▶ [INSTRUCTIONS TO FOLLOW]
Below is a listing. Quote from it, exactly, the lines from the one containing "# test: pointer marks one dot per instance of the ceramic" down to the one containing "# test: pointer marks one dot per instance of the book", both ends included, and nothing else.

=== Section Start ===

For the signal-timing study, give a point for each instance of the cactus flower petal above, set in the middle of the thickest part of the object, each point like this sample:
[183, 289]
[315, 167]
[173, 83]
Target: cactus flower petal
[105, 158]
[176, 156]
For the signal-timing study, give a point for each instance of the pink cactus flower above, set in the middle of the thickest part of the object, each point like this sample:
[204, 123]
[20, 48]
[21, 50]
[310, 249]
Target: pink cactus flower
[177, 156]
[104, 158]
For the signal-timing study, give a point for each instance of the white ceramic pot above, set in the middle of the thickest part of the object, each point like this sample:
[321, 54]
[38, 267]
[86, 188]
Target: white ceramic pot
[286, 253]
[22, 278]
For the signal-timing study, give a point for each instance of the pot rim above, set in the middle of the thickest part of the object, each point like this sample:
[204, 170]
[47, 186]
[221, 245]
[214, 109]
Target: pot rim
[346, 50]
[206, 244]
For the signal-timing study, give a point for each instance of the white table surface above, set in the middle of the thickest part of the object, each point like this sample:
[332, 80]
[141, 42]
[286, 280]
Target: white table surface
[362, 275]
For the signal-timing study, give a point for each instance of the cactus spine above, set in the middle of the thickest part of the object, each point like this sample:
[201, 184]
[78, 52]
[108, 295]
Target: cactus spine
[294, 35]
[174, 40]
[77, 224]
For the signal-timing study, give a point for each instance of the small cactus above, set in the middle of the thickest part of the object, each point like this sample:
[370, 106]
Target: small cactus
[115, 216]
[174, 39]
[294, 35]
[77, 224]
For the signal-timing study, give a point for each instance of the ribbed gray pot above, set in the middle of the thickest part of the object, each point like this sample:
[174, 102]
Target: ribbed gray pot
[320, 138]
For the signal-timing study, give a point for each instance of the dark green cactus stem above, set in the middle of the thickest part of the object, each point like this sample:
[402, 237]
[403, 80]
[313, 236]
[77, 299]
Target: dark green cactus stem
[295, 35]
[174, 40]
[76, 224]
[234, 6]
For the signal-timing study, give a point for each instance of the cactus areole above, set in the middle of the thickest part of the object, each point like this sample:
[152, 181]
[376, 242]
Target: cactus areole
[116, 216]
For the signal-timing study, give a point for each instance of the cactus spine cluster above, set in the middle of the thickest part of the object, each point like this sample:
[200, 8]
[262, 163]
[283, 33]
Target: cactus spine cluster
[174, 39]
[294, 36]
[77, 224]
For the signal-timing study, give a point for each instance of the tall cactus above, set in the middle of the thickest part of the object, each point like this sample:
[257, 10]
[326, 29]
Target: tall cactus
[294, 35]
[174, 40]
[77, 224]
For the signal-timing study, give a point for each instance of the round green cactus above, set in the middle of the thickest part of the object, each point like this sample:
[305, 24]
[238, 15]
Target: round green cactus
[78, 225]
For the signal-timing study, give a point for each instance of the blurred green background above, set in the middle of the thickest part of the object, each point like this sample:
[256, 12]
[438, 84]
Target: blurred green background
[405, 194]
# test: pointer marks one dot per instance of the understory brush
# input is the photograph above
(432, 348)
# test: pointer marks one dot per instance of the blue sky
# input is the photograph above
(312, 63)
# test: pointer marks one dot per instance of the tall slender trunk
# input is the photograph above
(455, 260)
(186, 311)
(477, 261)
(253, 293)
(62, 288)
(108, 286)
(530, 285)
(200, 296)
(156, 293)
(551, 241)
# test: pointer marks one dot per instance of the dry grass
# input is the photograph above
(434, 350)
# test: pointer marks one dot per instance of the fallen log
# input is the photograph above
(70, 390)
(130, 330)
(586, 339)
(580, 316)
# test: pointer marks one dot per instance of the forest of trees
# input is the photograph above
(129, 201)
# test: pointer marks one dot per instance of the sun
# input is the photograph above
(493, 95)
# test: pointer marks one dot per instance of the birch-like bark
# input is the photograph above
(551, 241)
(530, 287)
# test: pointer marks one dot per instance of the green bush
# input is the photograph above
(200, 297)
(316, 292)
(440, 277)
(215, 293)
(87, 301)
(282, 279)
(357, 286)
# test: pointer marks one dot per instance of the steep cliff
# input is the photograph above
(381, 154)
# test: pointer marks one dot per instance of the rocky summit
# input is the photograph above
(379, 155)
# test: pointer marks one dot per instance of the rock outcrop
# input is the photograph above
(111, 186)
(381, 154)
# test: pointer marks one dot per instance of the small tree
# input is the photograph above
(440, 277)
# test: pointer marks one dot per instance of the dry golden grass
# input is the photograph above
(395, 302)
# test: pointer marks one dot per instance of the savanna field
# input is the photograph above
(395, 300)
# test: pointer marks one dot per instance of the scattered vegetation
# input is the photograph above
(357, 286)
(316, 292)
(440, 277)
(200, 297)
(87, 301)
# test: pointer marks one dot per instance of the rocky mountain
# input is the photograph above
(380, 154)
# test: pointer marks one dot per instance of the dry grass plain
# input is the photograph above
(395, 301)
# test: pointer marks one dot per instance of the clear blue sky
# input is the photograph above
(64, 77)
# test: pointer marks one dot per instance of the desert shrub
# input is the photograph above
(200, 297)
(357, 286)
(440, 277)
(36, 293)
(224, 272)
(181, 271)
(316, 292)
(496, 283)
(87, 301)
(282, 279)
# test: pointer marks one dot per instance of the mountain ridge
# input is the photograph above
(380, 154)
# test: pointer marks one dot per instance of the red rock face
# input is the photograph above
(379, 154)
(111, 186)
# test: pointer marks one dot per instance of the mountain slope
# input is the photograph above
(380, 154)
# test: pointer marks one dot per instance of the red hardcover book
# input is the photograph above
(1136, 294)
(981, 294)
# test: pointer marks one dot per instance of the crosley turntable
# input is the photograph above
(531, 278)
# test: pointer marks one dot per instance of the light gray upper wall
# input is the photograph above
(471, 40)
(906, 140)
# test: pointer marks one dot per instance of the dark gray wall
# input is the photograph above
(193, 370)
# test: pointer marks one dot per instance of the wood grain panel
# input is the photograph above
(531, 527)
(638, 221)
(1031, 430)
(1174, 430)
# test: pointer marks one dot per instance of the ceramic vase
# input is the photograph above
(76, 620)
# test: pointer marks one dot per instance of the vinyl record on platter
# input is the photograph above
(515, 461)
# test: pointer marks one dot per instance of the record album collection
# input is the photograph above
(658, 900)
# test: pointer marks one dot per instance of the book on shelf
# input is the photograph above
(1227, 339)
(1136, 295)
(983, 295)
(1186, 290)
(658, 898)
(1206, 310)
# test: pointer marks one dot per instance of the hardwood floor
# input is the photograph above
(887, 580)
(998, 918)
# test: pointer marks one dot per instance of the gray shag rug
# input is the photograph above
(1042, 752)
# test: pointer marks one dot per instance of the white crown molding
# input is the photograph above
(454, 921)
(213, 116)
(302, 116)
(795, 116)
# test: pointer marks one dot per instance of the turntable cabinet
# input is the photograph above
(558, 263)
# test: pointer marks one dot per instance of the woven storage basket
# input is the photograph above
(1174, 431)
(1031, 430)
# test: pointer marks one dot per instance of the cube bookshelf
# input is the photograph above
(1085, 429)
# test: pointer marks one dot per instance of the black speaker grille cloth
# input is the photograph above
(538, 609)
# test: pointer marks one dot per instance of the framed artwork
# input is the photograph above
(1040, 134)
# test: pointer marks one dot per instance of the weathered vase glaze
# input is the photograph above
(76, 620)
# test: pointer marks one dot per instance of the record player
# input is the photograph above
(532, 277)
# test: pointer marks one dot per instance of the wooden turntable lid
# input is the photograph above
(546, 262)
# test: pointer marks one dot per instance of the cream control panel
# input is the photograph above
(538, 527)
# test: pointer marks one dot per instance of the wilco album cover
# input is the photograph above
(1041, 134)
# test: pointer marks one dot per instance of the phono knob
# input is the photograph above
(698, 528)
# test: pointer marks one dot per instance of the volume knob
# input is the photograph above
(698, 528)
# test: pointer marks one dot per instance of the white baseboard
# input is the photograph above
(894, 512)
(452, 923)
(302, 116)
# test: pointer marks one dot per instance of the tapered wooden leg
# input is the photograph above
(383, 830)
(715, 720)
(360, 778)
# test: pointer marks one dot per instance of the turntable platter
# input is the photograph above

=== Section End ===

▶ [REPLY]
# test: pointer marks one dot per instance of the ceramic vase
# input is the photograph above
(76, 620)
# test: pointer marks one dot per instance of the vinyl record on platter
# input is the photograph above
(515, 461)
# test: pointer marks one dot per instance of the record album collection
# input is the photograph above
(658, 900)
# test: pointer marks one dot per instance of the book on shelf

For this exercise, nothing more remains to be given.